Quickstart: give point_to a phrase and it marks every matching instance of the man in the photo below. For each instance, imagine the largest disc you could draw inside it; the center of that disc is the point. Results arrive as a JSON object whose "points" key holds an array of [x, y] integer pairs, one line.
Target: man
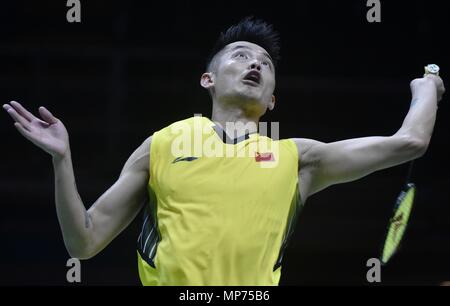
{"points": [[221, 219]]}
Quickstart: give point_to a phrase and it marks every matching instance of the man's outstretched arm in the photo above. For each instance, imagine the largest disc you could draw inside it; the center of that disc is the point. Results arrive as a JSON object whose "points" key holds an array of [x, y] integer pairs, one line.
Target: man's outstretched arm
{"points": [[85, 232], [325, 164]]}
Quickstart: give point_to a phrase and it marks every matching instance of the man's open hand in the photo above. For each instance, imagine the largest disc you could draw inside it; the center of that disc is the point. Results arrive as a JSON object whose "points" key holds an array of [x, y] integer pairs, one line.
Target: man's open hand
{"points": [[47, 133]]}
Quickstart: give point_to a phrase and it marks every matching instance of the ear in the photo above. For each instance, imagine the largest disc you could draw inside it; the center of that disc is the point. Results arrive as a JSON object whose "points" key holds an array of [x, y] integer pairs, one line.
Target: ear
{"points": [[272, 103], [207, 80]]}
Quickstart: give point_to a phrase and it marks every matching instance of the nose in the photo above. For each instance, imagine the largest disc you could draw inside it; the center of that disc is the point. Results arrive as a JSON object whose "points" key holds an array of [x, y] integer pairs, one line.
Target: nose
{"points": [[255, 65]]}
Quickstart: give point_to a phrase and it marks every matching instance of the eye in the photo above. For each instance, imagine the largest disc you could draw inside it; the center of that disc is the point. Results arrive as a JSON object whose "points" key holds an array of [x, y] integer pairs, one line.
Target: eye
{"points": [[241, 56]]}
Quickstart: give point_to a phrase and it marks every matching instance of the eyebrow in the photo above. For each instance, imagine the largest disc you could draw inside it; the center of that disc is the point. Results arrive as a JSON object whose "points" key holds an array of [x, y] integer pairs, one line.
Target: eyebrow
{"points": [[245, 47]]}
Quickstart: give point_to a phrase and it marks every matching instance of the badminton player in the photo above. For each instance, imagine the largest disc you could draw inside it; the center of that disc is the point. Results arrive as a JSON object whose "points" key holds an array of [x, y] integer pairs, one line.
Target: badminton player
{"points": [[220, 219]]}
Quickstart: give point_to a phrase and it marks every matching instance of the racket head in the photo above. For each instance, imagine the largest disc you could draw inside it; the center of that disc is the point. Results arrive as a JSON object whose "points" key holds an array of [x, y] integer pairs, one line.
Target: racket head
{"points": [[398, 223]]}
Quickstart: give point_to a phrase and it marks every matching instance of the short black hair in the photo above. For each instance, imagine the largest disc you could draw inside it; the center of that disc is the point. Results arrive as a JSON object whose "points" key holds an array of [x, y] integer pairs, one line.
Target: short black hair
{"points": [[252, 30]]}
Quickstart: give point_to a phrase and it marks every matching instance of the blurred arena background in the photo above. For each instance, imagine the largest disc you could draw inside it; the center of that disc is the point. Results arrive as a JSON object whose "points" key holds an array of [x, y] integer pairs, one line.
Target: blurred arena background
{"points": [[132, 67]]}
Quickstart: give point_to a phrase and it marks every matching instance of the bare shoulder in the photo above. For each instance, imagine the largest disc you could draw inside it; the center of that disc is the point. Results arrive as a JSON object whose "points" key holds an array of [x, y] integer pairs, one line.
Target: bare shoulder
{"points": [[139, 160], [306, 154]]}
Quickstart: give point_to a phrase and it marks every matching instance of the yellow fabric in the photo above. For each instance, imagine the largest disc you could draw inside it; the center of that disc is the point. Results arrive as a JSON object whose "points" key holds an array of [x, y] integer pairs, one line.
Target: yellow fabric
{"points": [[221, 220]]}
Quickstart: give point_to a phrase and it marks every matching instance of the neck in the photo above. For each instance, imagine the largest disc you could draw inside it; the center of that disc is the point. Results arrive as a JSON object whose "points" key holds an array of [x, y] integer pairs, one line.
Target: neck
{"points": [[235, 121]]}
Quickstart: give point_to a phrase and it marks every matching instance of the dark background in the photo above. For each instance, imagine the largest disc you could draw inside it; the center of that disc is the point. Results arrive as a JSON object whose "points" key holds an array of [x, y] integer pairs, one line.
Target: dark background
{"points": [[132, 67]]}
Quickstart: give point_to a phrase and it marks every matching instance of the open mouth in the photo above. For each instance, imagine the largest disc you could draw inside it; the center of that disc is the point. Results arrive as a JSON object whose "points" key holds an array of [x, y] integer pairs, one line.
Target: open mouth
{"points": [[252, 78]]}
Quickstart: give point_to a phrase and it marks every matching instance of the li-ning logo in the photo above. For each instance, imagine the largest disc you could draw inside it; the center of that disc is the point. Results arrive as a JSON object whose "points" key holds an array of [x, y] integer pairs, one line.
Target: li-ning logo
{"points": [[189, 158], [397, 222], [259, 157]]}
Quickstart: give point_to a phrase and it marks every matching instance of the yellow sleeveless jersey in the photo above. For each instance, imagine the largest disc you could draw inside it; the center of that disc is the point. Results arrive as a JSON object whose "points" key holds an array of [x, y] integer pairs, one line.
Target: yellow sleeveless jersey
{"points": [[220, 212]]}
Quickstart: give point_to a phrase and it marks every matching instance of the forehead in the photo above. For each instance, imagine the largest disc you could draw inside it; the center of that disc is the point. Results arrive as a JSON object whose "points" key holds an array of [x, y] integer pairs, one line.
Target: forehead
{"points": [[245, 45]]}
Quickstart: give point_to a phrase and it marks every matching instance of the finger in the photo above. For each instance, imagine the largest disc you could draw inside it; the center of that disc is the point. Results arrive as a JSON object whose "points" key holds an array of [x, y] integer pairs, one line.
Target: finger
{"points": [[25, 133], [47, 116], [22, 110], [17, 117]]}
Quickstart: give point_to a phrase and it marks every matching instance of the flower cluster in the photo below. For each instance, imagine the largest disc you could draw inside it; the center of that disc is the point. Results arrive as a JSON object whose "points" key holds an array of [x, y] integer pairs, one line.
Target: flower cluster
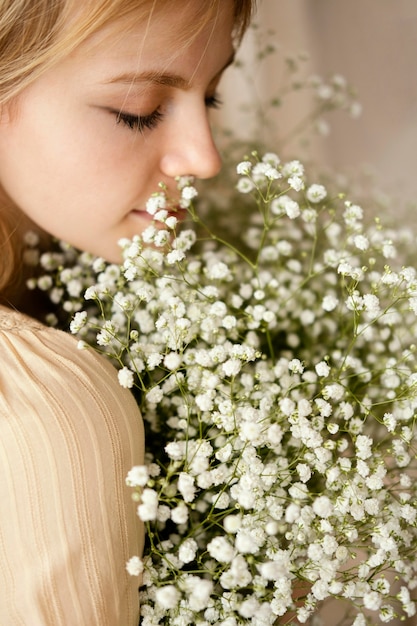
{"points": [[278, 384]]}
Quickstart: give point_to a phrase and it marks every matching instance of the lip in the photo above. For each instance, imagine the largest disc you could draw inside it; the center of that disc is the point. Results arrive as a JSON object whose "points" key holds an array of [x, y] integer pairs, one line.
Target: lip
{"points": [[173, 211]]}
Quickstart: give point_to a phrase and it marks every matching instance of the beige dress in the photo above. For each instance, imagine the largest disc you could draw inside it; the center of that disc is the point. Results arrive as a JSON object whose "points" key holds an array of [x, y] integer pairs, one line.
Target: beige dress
---+---
In your copy of the listing above, reproduce each line exactly and omit all pictures.

Quickstart: give point_to a phrase and it marks every matching instance of the man in the photo below. For each instance, imagine the largest disc you could draw inside it; the center of that disc is the point. Results arrive as a JSON object whose "points" key holds an array of [x, y] integer pairs, one line.
Target: man
{"points": [[221, 219]]}
Quickstart: give point_to a phrase and it marks every matching instance of the man's outstretched arm in the photo above. For each instance, imagine the largest disc you could draw inside it; the center of that disc is the point. Results arrive as a JSON object whose "points" key holds an array of [x, y] integer pairs, one line.
Target: man's outstretched arm
{"points": [[85, 232], [325, 164]]}
Quickstart: give point_to a phrase and it marks every matching instance of the man's open hand in the photo above. For each instance, imagine the largest disc you could draw inside it; the center of that disc is the point. Results arrive as a JSON object whose "points" key holds an array of [x, y] integer pairs, one line.
Target: man's open hand
{"points": [[47, 133]]}
Quickstart: give point_to a phrase and it marks every matching instance of the ear in the photo above. For each instance, imagine the largest disc you could draw inside it; the center of that disc is the point. Results arrive as a JSON object whose "points" key holds an array of [x, y] integer pairs, one line.
Target: ear
{"points": [[272, 103], [207, 80]]}
Quickstart: give point_to a phrase and it marks every matching instance of the nose in the photo above. For each instance, imagine the largest disc you could draw inside it; the center of that disc is the point. Results arrive as a JSON object whose "points" key holds an array of [x, y] integer pairs, one line.
Target: nose
{"points": [[255, 65]]}
Quickstart: give point_to a phrase and it marks every matching instance of the eye in the photo above. For each instance, imagine the largest disc you could draw inside it; the center of that disc is the point. Results arrive as a JSON object whose "points" key holds an array of [x, y] integer pairs, one line.
Target: eye
{"points": [[241, 56]]}
Quickstart: give point_to a phrase and it marks every matching instance of the eyebrow in the photo above. For each instance, imagine the largest disc you could draw inside it; the center of that disc is the point. Results arrive as a JSON object whose "points" key holds an array of [x, y] integer pairs, one line.
Target: eyebrow
{"points": [[245, 47]]}
Quickstart: give point_to a phrase and it marks every matching instance of the badminton player in the photo above. For each instance, imagine the largest disc you could draw inside it; the center of that disc is the point. Results arrive as a JSON object whose "points" key holds an array of [x, y] integer pairs, one line.
Target: badminton player
{"points": [[220, 219]]}
Quickstart: give point_to a phrase and it marks every matching instance of the racket head in the photo above. For each instance, imagine the largest disc you could draw inside it; the center of that disc is the point. Results arrive as a JSON object whose "points" key holds an array of [x, y] integer pairs, one line.
Target: racket head
{"points": [[398, 223]]}
Quickstart: give point_to a phrase and it marks every matching instance of the short black hair in the photo above. For each instance, imagine the largest disc you could draw inside it; the center of that disc is the point. Results arrive as a JSON object whose "points" key holds an array of [x, y] integer pairs, one line.
Target: short black hair
{"points": [[252, 30]]}
Quickstart: give point_to a phrase and it marks every matching instance of the blurred arena background in the photo above. For each instance, imagine the largest disc you could draw inside it; the center of that disc is the point. Results arrive as a JSON object whose "points" key holds an array of [x, y] integer pairs, one line.
Target: blurred arena background
{"points": [[132, 67]]}
Quickstart: give point_to a phrase and it marks every matching instance of the bare shoulder in the photo above. For each instance, imagine the largest disc you could draw inside it; the center of that disc is the point. Results arrive as a JSON object whose "points" key holds an array of [x, y] integer pairs, one line.
Target: bare shoulder
{"points": [[139, 160], [306, 154]]}
Quickstart: give point_to a phrase and it marks every matching instance of the yellow fabric in the photo above. For each instance, imagine the largest disc you could draw inside it; the center of that disc is the point. Results arrive as a JSON object whose "points" key holds an array of [x, y] integer pairs, one line.
Target: yellow fabric
{"points": [[221, 220]]}
Quickstart: give point_to a phrase and it marks every matching instance of the neck in the photo above. For each instance, imagine the largest disc you could draw inside it; the center of that disc is the point. Results arrive as a JSON object whose "points" key holds an array of [x, y] integer pairs, one line.
Target: neck
{"points": [[235, 121]]}
Quickstart: give point_to a phrase and it marks every matching instance of the dark background in the photo above. For each instance, imagine the largest disc you could draw inside it; the center of that disc is the point. Results arrive as a JSON object whose "points" key holds an array of [x, y] integer pairs, one line.
Target: dark background
{"points": [[132, 67]]}
Quickstart: give point_to a phrase and it marks every matching instance of the open mouth in the photo above. For each instance, imagine the largest disc you could draw inside it; the center of that disc is the point. Results arrive as a JSON object whose "points" key holds an array of [x, y] integer pairs, one line.
Target: open mouth
{"points": [[252, 78]]}
Quickstart: give point_to a phrase and it marks every matching instance of the li-ning logo in the photo above. For each instance, imagine the largest disc you could draw inside it; the center of that disc is the point. Results arrive as a JSON object whose "points" key holds an array of [x, y] integer pairs, one line.
Target: li-ning logo
{"points": [[189, 158], [397, 222], [259, 157]]}
Quickstart: give point_to a phrase and it marks every matching instance of the yellow sleeveless jersey in the photo above. For each instance, imagine the largest disc you could draw inside it; the center of that disc is the point. Results arrive as a JSON object whose "points" key holds an array of [x, y] integer pairs, one line.
Target: yellow sleeveless jersey
{"points": [[220, 212]]}
Quickstart: give point_to a phrase and it marks every matching instance of the forehead in the photo above. For each instance, imagine the largest disc you could draw inside it; the center of that disc is the point. Results arrive as a JSON object whose "points" key holds an array of [x, y] integer pairs, one line.
Target: forehead
{"points": [[245, 45]]}
Quickstart: give point_to a phrase and it marks every matching instance of the finger in the photo above. For each instance, imagine the largest disc you could draw inside it; the center of that disc is the point. Results arrive as a JSON object whose "points" key holds an array of [x, y] integer pairs, one line.
Target: finger
{"points": [[25, 133], [47, 116], [22, 110], [17, 117]]}
Quickstart: give point_to a phrase and it marks every matching instance of the flower cluster in the photo below. For each instance, imagine the largest disc you could draw inside it; the center of that disc is the point. Results arrive as a JSON object whose "points" key holds an array of [x, y] integer pairs, one line.
Target: flower cluster
{"points": [[278, 384]]}
Quickstart: give point_to a phrase and it marks every matching instance of the lip in the photo above. For each instance, imagine the largest disc you could draw inside it; the center of that disc is the point. Results arrive as a JSON object whose "points" key holds an array of [x, y] integer pairs, one line.
Target: lip
{"points": [[173, 211]]}
Quickstart: give point_to a phrase and it marks every matching instance of the beige dress in the photo above. For each instance, imagine the largest disc you could draw inside it; the center of that disc is the point. Results arrive as a JSON object whose "points" key holds an array of [x, y] integer pairs, one line.
Target: beige dress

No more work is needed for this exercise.